HOW TO COMPLETE THIS TASK> Say how many lines in the records hold "Target". Nothing but the number should be given.

#### SOURCE MATERIAL

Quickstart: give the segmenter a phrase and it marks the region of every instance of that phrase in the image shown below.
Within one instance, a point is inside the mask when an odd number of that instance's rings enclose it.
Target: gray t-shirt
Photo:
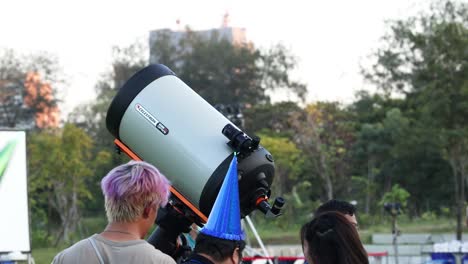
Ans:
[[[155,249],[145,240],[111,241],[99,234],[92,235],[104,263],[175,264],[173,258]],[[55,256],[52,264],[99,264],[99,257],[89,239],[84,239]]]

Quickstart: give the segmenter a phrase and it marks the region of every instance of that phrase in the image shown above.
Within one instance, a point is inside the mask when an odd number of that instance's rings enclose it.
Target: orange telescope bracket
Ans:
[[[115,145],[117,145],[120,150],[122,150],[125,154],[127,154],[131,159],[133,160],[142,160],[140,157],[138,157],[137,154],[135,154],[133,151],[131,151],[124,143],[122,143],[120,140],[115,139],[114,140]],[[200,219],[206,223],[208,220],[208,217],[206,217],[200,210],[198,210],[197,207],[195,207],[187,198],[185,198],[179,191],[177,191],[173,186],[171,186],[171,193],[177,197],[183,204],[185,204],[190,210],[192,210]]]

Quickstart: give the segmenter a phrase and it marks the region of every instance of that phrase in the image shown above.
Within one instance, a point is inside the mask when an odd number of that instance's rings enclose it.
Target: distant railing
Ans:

########
#### SOURCE MATERIAL

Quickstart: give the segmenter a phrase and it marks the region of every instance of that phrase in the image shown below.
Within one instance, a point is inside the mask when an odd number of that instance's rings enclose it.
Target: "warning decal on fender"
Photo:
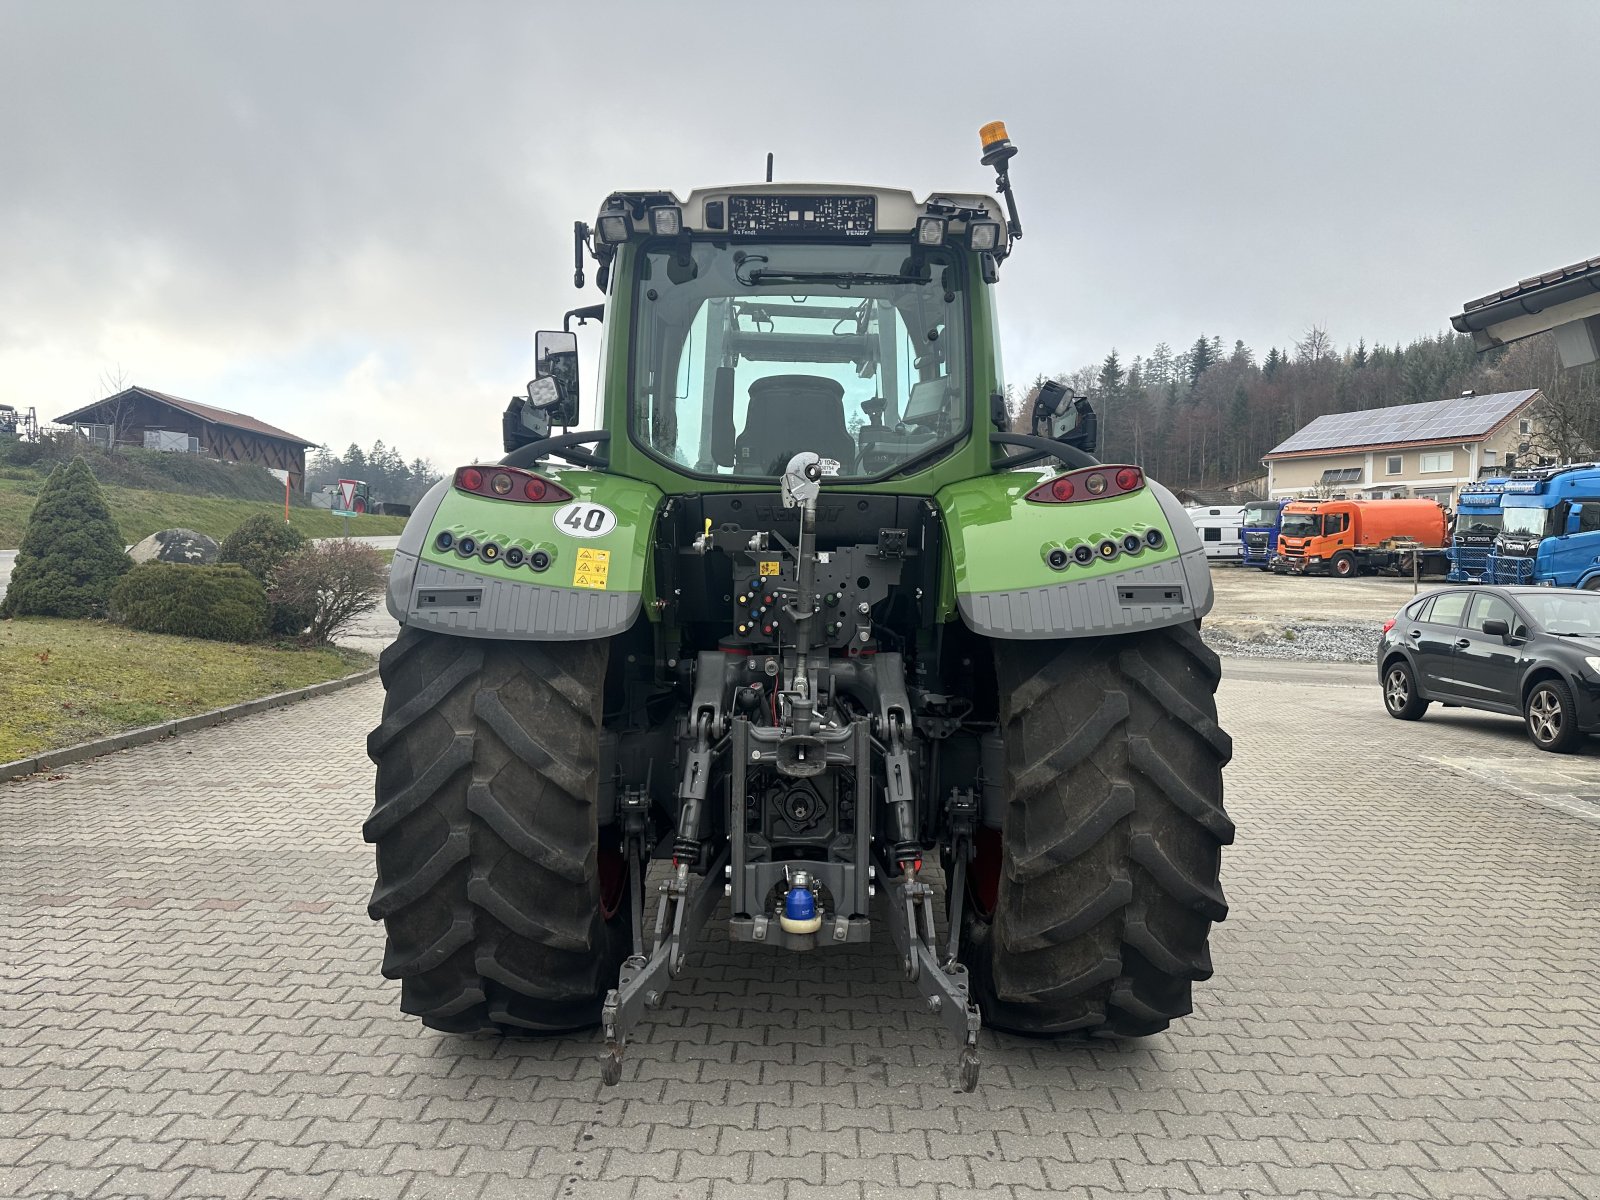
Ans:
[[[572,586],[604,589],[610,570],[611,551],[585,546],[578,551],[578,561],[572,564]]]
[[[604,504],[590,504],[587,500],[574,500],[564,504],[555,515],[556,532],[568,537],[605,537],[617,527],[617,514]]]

########

RESPONSE TO THE EXERCISE> 4